PROBLEMA PROPUESTO -
Localice en los registros siguientes cada línea que contenga la palabra "panel" y cópiela íntegra.

[Extractos de un conjunto de datos sobre señalamiento de objetos]
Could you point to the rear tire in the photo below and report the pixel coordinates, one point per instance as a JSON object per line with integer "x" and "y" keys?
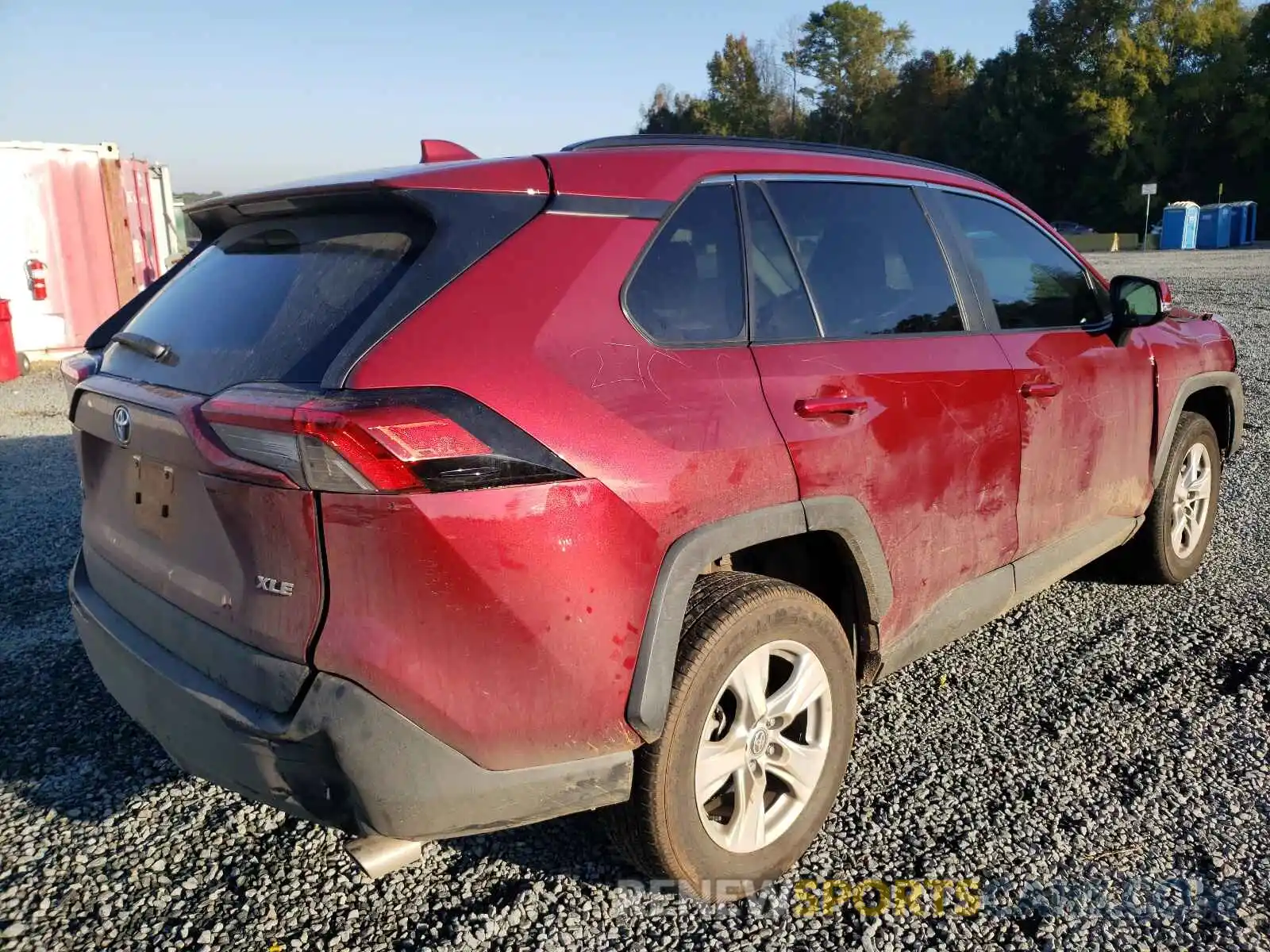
{"x": 757, "y": 738}
{"x": 1179, "y": 526}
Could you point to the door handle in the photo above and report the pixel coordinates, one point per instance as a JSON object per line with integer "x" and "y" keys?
{"x": 829, "y": 405}
{"x": 1047, "y": 387}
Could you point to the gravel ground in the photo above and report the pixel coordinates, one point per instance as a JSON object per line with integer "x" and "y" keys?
{"x": 1080, "y": 759}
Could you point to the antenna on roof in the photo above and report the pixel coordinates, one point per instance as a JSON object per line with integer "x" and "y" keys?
{"x": 440, "y": 150}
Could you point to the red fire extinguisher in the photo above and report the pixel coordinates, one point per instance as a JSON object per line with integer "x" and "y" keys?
{"x": 36, "y": 279}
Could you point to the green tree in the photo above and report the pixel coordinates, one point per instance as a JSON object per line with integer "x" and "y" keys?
{"x": 855, "y": 59}
{"x": 738, "y": 105}
{"x": 916, "y": 117}
{"x": 672, "y": 112}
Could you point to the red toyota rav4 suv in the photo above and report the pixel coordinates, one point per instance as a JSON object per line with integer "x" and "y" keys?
{"x": 448, "y": 498}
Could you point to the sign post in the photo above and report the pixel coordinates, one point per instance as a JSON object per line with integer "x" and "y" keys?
{"x": 1149, "y": 190}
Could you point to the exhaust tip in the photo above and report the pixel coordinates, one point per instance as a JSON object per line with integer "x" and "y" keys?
{"x": 379, "y": 856}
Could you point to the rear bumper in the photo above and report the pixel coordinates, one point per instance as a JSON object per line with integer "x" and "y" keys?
{"x": 342, "y": 758}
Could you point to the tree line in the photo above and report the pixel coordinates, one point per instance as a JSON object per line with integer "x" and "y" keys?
{"x": 1094, "y": 99}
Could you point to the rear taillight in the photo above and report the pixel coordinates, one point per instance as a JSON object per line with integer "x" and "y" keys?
{"x": 78, "y": 368}
{"x": 429, "y": 440}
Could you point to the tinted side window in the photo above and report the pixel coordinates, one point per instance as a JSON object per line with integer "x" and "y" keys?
{"x": 778, "y": 298}
{"x": 1033, "y": 282}
{"x": 870, "y": 258}
{"x": 689, "y": 286}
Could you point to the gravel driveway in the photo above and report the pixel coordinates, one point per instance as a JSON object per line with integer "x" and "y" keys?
{"x": 1098, "y": 761}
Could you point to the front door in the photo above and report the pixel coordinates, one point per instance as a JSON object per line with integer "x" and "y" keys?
{"x": 882, "y": 382}
{"x": 1086, "y": 401}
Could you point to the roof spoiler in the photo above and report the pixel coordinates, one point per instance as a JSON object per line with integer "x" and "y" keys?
{"x": 438, "y": 150}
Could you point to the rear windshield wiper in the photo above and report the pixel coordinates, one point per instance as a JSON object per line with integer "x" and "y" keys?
{"x": 149, "y": 347}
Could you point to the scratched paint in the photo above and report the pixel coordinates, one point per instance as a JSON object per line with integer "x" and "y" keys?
{"x": 1086, "y": 451}
{"x": 933, "y": 459}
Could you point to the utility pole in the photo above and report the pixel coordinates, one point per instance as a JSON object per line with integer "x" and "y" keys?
{"x": 1149, "y": 190}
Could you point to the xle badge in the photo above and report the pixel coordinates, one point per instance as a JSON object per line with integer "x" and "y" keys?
{"x": 273, "y": 587}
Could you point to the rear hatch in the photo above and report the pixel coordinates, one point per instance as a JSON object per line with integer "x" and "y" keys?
{"x": 216, "y": 418}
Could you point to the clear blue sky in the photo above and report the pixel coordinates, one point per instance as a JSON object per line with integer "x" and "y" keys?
{"x": 233, "y": 93}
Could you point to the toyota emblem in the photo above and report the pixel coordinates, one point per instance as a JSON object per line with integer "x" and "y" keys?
{"x": 122, "y": 425}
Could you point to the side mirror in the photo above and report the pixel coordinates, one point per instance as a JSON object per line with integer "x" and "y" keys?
{"x": 1138, "y": 302}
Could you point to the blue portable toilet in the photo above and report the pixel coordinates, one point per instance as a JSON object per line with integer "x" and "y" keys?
{"x": 1180, "y": 226}
{"x": 1214, "y": 226}
{"x": 1244, "y": 222}
{"x": 1235, "y": 236}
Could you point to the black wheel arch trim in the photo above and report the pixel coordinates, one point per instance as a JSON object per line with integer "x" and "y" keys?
{"x": 691, "y": 554}
{"x": 1226, "y": 380}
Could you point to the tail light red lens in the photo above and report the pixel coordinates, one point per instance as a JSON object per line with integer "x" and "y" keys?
{"x": 429, "y": 440}
{"x": 78, "y": 368}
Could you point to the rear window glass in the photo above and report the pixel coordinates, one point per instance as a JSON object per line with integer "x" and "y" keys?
{"x": 869, "y": 257}
{"x": 272, "y": 301}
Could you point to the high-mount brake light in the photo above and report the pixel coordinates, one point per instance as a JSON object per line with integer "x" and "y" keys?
{"x": 429, "y": 440}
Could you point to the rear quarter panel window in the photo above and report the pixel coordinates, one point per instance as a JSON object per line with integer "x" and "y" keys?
{"x": 689, "y": 286}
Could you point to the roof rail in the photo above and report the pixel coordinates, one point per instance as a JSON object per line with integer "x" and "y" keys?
{"x": 755, "y": 143}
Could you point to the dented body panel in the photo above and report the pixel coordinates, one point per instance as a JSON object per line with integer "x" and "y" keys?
{"x": 1085, "y": 452}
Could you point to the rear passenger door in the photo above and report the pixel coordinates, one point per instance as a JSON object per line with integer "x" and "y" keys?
{"x": 1086, "y": 400}
{"x": 883, "y": 380}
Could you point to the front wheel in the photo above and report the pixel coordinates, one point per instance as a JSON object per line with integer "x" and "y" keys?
{"x": 757, "y": 736}
{"x": 1179, "y": 526}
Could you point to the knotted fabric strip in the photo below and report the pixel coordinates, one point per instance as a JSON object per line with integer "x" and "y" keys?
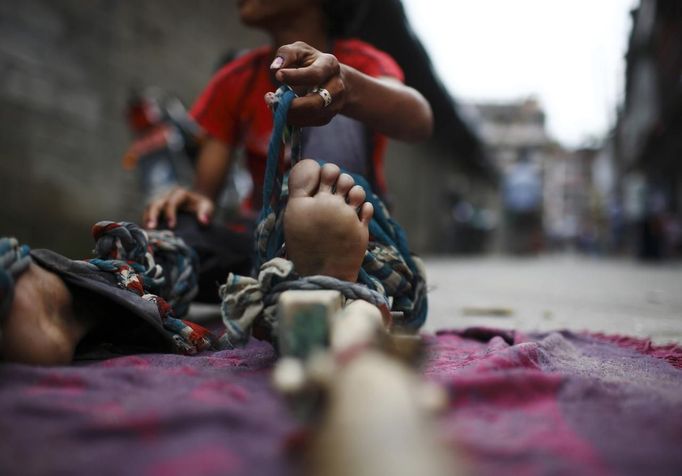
{"x": 389, "y": 273}
{"x": 154, "y": 264}
{"x": 14, "y": 260}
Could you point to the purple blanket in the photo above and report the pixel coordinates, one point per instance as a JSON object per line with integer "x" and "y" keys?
{"x": 557, "y": 403}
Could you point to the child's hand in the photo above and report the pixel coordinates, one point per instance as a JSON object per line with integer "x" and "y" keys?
{"x": 175, "y": 200}
{"x": 318, "y": 78}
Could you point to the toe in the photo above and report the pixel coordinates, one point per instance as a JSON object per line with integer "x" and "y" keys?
{"x": 328, "y": 177}
{"x": 356, "y": 196}
{"x": 366, "y": 213}
{"x": 343, "y": 185}
{"x": 304, "y": 178}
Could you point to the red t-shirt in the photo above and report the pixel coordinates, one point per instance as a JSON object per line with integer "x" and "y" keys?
{"x": 232, "y": 110}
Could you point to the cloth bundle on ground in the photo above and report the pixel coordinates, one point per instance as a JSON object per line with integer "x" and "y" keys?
{"x": 541, "y": 404}
{"x": 390, "y": 277}
{"x": 149, "y": 277}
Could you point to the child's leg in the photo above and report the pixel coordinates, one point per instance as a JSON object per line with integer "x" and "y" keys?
{"x": 41, "y": 326}
{"x": 326, "y": 221}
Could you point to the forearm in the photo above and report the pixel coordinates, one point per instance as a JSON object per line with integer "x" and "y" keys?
{"x": 387, "y": 106}
{"x": 212, "y": 166}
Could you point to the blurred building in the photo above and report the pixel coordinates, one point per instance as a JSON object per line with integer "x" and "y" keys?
{"x": 67, "y": 71}
{"x": 648, "y": 137}
{"x": 516, "y": 137}
{"x": 444, "y": 190}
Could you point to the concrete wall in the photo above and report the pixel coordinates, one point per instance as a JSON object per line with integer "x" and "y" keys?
{"x": 66, "y": 69}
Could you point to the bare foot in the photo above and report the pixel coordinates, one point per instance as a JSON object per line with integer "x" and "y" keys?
{"x": 41, "y": 327}
{"x": 326, "y": 221}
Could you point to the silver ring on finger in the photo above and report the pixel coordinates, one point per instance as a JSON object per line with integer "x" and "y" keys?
{"x": 325, "y": 95}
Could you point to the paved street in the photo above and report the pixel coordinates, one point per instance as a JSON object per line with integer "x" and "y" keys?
{"x": 558, "y": 292}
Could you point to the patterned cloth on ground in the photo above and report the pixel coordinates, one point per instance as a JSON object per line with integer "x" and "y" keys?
{"x": 545, "y": 404}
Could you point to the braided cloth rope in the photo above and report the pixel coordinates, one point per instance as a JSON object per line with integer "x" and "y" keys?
{"x": 152, "y": 264}
{"x": 390, "y": 276}
{"x": 14, "y": 260}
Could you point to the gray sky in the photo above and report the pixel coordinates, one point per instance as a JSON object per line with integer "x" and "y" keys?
{"x": 567, "y": 53}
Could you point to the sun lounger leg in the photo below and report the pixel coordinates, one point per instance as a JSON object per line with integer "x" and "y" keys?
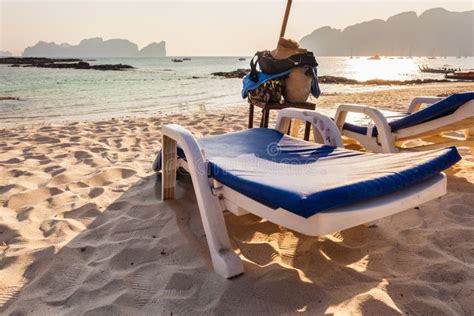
{"x": 169, "y": 162}
{"x": 225, "y": 261}
{"x": 469, "y": 134}
{"x": 372, "y": 223}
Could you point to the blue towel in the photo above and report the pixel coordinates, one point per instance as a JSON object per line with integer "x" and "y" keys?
{"x": 262, "y": 77}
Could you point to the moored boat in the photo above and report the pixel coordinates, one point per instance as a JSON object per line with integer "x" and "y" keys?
{"x": 461, "y": 75}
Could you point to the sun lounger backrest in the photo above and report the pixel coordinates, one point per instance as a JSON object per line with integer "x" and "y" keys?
{"x": 439, "y": 109}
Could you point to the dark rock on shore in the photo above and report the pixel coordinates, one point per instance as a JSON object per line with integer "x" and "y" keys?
{"x": 72, "y": 63}
{"x": 35, "y": 60}
{"x": 239, "y": 73}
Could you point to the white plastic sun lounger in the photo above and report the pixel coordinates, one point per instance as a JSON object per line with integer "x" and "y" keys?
{"x": 314, "y": 189}
{"x": 384, "y": 131}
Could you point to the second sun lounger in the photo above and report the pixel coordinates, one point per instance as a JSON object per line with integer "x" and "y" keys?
{"x": 385, "y": 131}
{"x": 314, "y": 189}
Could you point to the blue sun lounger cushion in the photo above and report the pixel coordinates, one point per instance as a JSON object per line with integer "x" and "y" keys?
{"x": 439, "y": 109}
{"x": 306, "y": 178}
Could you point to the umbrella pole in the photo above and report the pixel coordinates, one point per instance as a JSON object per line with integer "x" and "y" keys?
{"x": 285, "y": 19}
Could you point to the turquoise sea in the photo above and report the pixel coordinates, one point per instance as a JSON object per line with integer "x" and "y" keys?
{"x": 160, "y": 85}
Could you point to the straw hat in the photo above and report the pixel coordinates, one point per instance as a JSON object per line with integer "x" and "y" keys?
{"x": 287, "y": 48}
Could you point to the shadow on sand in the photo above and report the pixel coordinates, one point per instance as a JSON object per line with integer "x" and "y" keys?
{"x": 132, "y": 259}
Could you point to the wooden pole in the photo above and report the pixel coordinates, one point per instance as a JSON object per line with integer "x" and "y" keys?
{"x": 285, "y": 19}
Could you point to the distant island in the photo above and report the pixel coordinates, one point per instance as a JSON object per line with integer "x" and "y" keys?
{"x": 96, "y": 47}
{"x": 436, "y": 32}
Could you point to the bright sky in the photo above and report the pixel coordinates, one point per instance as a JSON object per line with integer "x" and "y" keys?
{"x": 197, "y": 28}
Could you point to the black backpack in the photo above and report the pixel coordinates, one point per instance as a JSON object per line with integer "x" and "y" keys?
{"x": 270, "y": 65}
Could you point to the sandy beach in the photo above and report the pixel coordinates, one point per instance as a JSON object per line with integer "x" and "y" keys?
{"x": 83, "y": 230}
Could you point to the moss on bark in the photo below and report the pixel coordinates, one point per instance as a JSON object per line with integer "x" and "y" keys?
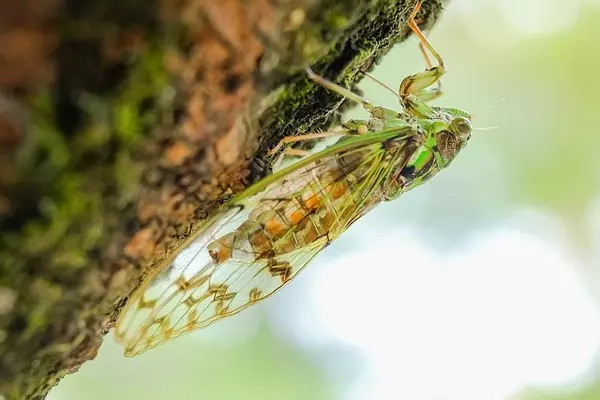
{"x": 125, "y": 123}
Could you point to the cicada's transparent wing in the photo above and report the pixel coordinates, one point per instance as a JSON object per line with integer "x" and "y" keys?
{"x": 259, "y": 241}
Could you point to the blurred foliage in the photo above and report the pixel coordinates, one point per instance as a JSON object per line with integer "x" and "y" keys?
{"x": 544, "y": 156}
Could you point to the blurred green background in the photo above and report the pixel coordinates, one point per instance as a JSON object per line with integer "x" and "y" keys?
{"x": 483, "y": 284}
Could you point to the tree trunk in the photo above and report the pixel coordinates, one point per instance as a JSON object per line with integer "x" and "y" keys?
{"x": 123, "y": 123}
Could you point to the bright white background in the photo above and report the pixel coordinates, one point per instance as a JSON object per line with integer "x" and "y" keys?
{"x": 482, "y": 284}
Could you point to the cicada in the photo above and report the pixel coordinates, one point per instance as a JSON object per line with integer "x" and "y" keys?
{"x": 263, "y": 237}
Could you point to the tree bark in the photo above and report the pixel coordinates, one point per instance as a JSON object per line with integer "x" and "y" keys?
{"x": 123, "y": 123}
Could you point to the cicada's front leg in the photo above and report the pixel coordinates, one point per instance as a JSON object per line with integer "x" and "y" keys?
{"x": 419, "y": 86}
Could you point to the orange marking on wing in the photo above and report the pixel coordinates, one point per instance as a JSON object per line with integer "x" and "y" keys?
{"x": 275, "y": 227}
{"x": 220, "y": 253}
{"x": 260, "y": 241}
{"x": 312, "y": 203}
{"x": 297, "y": 216}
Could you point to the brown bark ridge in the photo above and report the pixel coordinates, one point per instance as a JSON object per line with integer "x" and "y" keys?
{"x": 123, "y": 123}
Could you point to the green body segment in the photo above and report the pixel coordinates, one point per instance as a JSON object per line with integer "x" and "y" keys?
{"x": 263, "y": 237}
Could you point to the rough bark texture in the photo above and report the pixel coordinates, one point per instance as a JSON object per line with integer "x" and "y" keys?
{"x": 124, "y": 122}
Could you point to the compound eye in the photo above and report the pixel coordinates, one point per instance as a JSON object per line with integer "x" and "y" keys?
{"x": 461, "y": 127}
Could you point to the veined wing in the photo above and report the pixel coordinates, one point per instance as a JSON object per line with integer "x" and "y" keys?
{"x": 262, "y": 238}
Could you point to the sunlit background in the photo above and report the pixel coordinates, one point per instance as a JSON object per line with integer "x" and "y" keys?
{"x": 483, "y": 284}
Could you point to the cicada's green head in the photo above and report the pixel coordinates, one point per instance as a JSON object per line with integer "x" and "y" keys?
{"x": 452, "y": 139}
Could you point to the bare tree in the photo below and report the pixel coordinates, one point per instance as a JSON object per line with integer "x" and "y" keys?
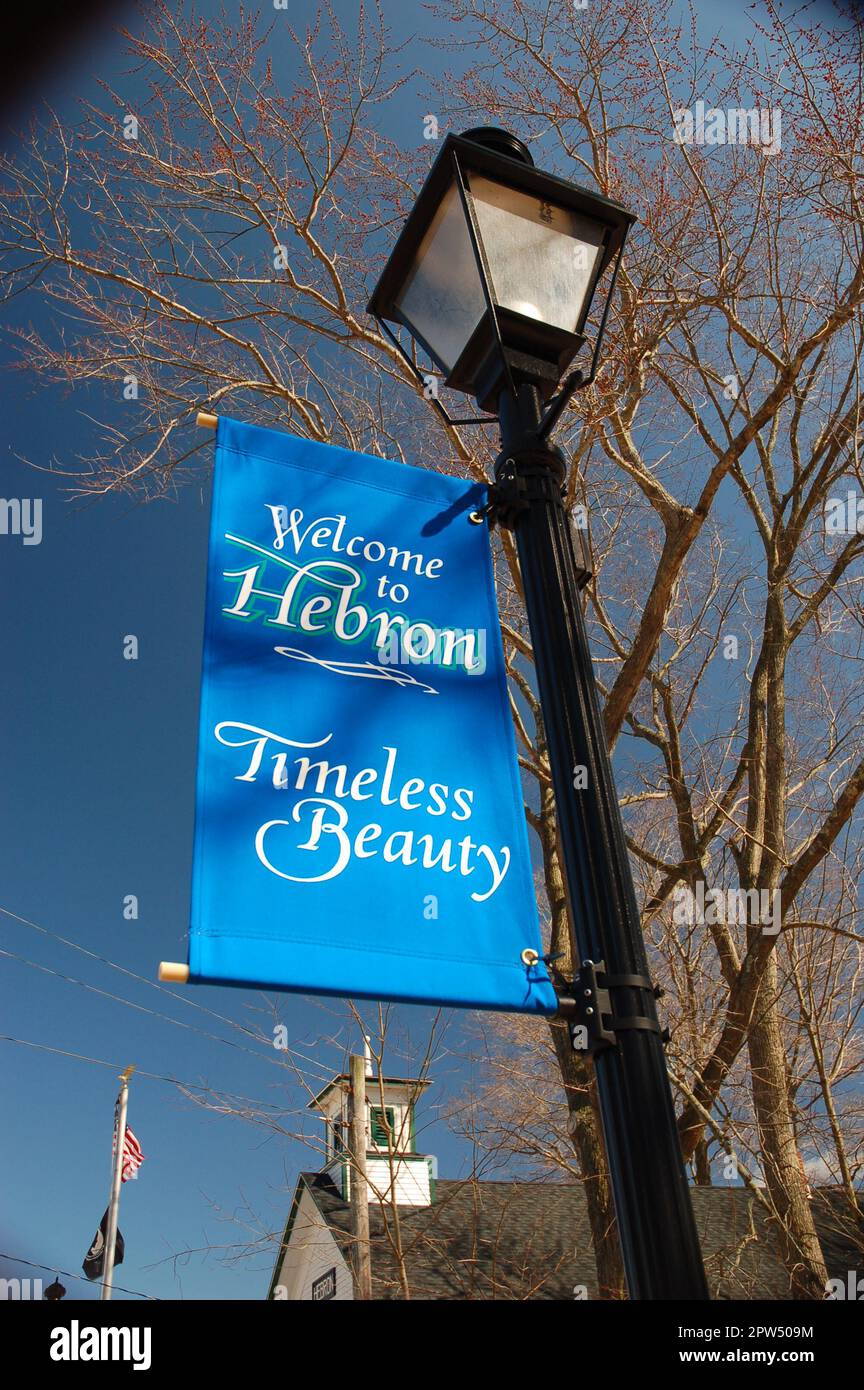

SOLUCIÓN DEL PROBLEMA -
Could you point to the rear quarter panel window in the photo above and report the pixel coordinates, one point per instance as a JSON object per line with integer "x" and "y" keys?
Could you point to the dented body panel in the photo above and report the pixel coordinates, one point per instance as a JSON object per line with integer "x" and "y" keys?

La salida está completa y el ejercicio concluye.